====== INPUT

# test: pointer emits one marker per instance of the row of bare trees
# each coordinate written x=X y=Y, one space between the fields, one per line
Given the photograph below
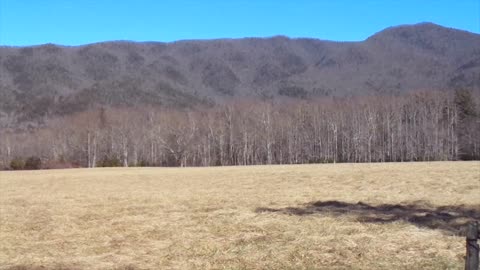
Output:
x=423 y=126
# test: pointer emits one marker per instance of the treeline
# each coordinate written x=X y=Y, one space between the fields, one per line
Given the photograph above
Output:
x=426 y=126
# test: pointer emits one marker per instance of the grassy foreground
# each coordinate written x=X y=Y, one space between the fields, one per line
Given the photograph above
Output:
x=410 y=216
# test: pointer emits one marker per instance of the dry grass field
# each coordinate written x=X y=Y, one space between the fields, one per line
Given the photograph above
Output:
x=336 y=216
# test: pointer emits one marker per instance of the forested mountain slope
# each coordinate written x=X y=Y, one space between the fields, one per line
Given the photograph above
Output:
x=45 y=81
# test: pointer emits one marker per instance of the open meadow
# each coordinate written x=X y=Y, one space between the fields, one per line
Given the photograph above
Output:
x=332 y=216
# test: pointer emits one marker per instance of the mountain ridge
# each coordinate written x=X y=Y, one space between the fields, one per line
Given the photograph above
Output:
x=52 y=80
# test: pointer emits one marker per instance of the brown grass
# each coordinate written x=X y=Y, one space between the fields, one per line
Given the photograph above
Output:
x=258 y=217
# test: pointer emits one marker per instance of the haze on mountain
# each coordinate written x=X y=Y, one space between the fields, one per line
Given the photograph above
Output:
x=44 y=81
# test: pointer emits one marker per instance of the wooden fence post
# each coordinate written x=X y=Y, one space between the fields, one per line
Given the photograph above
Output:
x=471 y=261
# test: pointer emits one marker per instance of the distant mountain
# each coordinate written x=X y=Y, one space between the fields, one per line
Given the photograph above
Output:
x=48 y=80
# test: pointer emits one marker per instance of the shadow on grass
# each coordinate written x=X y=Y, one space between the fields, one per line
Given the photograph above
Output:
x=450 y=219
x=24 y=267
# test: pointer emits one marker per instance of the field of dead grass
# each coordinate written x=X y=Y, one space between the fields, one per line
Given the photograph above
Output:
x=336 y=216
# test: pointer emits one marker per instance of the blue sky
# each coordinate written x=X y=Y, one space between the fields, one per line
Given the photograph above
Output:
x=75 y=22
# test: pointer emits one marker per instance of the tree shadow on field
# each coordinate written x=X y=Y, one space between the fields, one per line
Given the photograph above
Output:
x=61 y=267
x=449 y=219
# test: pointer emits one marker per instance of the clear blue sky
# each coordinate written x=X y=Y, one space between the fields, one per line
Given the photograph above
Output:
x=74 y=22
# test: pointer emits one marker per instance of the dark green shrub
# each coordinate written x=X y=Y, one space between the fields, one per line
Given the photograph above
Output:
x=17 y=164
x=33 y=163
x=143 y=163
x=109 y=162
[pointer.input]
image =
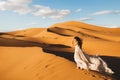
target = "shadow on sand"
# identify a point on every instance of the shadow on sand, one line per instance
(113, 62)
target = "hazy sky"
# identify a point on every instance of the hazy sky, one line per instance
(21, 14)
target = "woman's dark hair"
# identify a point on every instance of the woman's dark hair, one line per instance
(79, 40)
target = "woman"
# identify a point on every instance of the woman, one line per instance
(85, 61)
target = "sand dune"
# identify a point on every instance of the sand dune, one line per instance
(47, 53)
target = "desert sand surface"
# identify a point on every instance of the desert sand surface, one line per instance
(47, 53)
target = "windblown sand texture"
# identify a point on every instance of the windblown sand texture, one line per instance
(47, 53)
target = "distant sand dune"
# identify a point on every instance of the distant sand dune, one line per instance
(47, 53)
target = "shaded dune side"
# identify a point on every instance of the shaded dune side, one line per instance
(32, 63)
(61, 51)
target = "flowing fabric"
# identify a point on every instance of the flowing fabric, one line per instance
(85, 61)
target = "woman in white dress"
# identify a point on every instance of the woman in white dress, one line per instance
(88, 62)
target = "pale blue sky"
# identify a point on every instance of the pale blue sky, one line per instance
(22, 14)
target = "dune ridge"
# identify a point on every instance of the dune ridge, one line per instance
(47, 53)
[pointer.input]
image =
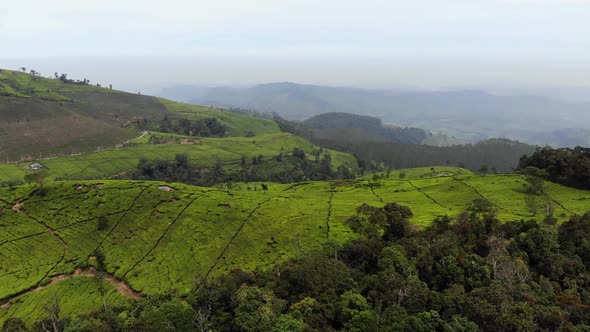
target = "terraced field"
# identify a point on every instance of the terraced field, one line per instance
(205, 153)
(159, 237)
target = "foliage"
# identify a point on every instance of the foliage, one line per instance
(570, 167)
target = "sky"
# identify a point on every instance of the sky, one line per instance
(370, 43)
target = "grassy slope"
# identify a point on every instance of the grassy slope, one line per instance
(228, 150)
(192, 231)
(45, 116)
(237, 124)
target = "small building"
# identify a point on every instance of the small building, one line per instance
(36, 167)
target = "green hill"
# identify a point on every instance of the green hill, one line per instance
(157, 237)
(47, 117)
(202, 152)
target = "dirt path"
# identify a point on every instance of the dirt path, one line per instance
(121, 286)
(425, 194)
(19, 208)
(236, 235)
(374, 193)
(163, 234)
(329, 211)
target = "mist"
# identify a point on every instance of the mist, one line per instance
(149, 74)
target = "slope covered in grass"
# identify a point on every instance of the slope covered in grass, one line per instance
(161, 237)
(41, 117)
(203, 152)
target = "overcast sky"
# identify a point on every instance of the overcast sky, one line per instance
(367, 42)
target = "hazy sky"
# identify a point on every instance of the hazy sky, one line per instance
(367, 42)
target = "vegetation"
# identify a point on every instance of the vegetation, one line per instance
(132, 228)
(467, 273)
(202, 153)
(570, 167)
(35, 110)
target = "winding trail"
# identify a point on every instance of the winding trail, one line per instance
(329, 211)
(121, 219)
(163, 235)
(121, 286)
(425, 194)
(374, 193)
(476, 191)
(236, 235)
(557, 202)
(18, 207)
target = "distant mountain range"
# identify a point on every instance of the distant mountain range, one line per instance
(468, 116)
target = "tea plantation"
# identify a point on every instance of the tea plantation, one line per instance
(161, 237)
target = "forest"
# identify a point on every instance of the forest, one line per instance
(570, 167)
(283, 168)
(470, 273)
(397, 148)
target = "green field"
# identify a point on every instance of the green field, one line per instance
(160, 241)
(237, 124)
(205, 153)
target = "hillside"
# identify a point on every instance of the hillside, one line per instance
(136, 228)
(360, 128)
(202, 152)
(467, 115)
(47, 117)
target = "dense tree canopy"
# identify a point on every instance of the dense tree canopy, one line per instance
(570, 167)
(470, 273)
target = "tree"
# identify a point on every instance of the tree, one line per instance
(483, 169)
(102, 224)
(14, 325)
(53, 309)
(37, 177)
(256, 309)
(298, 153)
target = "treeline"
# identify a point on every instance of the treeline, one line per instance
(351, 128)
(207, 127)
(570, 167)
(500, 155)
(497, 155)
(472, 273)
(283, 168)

============

> TASK BRIEF: Restate the material word for word; no picture should appear in the copy.

> WRITTEN SOLUTION:
# test: pointer emits one marker per instance of the row of bare trees
# each coordinate written x=X y=Y, one space between the fields, one per line
Given the photograph below
Output:
x=423 y=126
# test: pointer emits one marker per instance of the treeline
# each coordinate written x=X y=Y, one space between the fields, one per line
Given the photograph above
Output:
x=426 y=126
# test: pointer emits one marker per instance of the grassy foreground
# each coordinate written x=X y=Y, one space between the fields, one per line
Given the photograph above
Output:
x=410 y=216
# test: pointer emits one marker per instance of the dry grass field
# each coordinate written x=X y=Y, one space between the fields, one per line
Given the photograph above
Output:
x=336 y=216
# test: pointer emits one marker per instance of the forested mountain slope
# each coordinate written x=X y=Y, one space between the fields, one per line
Given the photograph above
Output:
x=45 y=81
# test: pointer emits one marker per instance of the open meadow
# each coordinate written x=X y=Y, one space between the fields, one per line
Given the photograph above
Output:
x=332 y=216
# test: pointer emits one marker per instance of the mountain ridge
# each coordinate written x=X y=Y, one space between the fields, one per line
Given the photograph above
Output:
x=52 y=80
# test: pointer emits one marker per instance of the brown grass
# each coordinate written x=X y=Y, one space between the fields, one per line
Given the photograph above
Output:
x=258 y=217
# test: pointer emits one marker per instance of the haze on mountain
# each coordinate written x=X y=Y, one space between the fields, one per line
Given the photograph above
Output:
x=44 y=81
# test: pointer emits one marker per instance of the wooden fence post
# each coordinate written x=X y=Y, one space between the fields, one per line
Given the photograph above
Output:
x=471 y=261
# test: pointer emits one marker per instance of the distant mountain
# each coordinate written x=X y=Y, one space between the fields, one per line
Given the photograph above
Output:
x=48 y=80
# test: pointer emits one marker per instance of the shadow on grass
# each coordinate written x=X y=Y, one space between the fields, one per line
Given the photograph above
Output:
x=450 y=219
x=24 y=267
# test: pointer emits one marker per instance of the field of dead grass
# each coordinate written x=X y=Y, one space between the fields, one per line
Given the photograph above
Output:
x=336 y=216
# test: pointer emits one marker per instance of the blue sky
# each coordinate written x=X y=Y, one space between the fields, one per line
Given the photograph above
Output:
x=75 y=22
# test: pointer emits one marker per instance of the tree shadow on field
# each coordinate written x=X y=Y, one space between the fields, one per line
Given the photograph above
Output:
x=61 y=267
x=449 y=219
# test: pointer emits one marker per instance of the clear blue sky
# each coordinate written x=X y=Y, one space between the fields, one per line
Given the photograph above
Output:
x=74 y=22
# test: pointer emits one marker per instance of the dark green shrub
# each coordinate written x=X y=Y, one space between the fields, one per line
Given the photograph above
Output:
x=17 y=164
x=33 y=163
x=143 y=163
x=109 y=162
[pointer.input]
image =
target = "shadow on sand"
# identify a point on every instance of the shadow on sand, one line per instance
(113, 62)
target = "hazy sky"
# identify a point on every instance of the hazy sky, one line per instance
(21, 14)
target = "woman's dark hair"
# identify a point on every instance of the woman's dark hair, one line per instance
(79, 40)
target = "woman"
# identify a point on every instance of the woman, one line per instance
(85, 61)
target = "sand dune"
# identify a point on every instance of the sand dune, one line per instance
(47, 53)
target = "desert sand surface"
# identify a point on every instance of the desert sand surface, one line per instance
(47, 53)
target = "windblown sand texture"
# identify a point on every instance of the windblown sand texture, one line per instance
(47, 53)
target = "distant sand dune"
# identify a point on every instance of the distant sand dune, one line per instance
(47, 53)
target = "shaded dune side"
# identify a point on every instance of the shaded dune side, one line per instance
(32, 63)
(61, 51)
target = "flowing fabric"
# identify a point on every instance of the flowing fabric, one line per instance
(85, 61)
target = "woman in white dress"
# identify a point on every instance of the woman in white dress, one line per instance
(88, 62)
target = "pale blue sky"
# identify a point on every instance of the pale blue sky, one line per instance
(22, 14)
target = "dune ridge"
# identify a point on every instance of the dune ridge, one line per instance
(47, 53)
[pointer.input]
image =
target = "terraced field"
# identify a point on every instance of the terraced field, one line per instance
(205, 153)
(159, 237)
target = "foliage"
# identify a point on every instance of the foliage, one line per instance
(570, 167)
target = "sky"
# identify a point on every instance of the sky, one line per instance
(370, 43)
target = "grassy slope"
# identify a point on every instance of the grassy slope, one line per instance
(228, 150)
(192, 231)
(45, 116)
(237, 124)
target = "small building"
# identify a point on every instance of the small building, one line per instance
(36, 167)
target = "green hill"
# identify a point on every instance of the green hill, one line per instance
(157, 237)
(47, 117)
(202, 152)
target = "dirt path"
# identify a point on every instance of the dirt path, one line per instance
(121, 286)
(425, 194)
(19, 208)
(236, 235)
(374, 193)
(163, 234)
(329, 211)
target = "mist"
# identify a point on every instance of the mist, one line per instance
(149, 74)
target = "slope covered in grass"
# identify a point on every instance of the slope covered in grass, one line per instance
(161, 237)
(41, 117)
(203, 152)
target = "overcast sky"
# identify a point on every instance of the overcast sky, one line per instance
(367, 42)
target = "hazy sky"
# identify a point on every instance of the hazy sky, one line per instance
(367, 42)
target = "vegetation"
# identify a point on every instance of the vegetation, one line per instance
(132, 228)
(467, 273)
(202, 153)
(570, 167)
(35, 110)
target = "winding trail"
# identify a point on every instance of the winding trail, one line per instance
(329, 211)
(121, 219)
(163, 235)
(121, 286)
(425, 194)
(374, 193)
(476, 191)
(236, 235)
(557, 202)
(18, 207)
target = "distant mountain range"
# identify a point on every instance of the distant mountain range, one line per instance
(468, 116)
target = "tea plantation"
# identify a point on every instance of the tea plantation, one line per instance
(161, 237)
target = "forest"
# identify a point on every instance of the forest, one line per instance
(570, 167)
(283, 168)
(470, 273)
(397, 148)
target = "green field"
# identify a point on every instance of the green field, one line per instance
(160, 241)
(237, 124)
(205, 153)
target = "hillside"
# identify a point on every instance of the hillside, one line per instance
(136, 228)
(360, 128)
(202, 152)
(467, 115)
(47, 117)
target = "dense tree canopy"
# identify a point on every instance of the dense tree canopy, one line per instance
(570, 167)
(470, 273)
target = "tree"
# identify a point on every instance of the tree, one line per instance
(483, 169)
(102, 224)
(14, 325)
(53, 309)
(37, 177)
(256, 309)
(298, 153)
target = "treeline"
# identify a point on every instance of the treeline, one line per instance
(351, 128)
(207, 127)
(570, 167)
(500, 155)
(497, 155)
(472, 273)
(283, 168)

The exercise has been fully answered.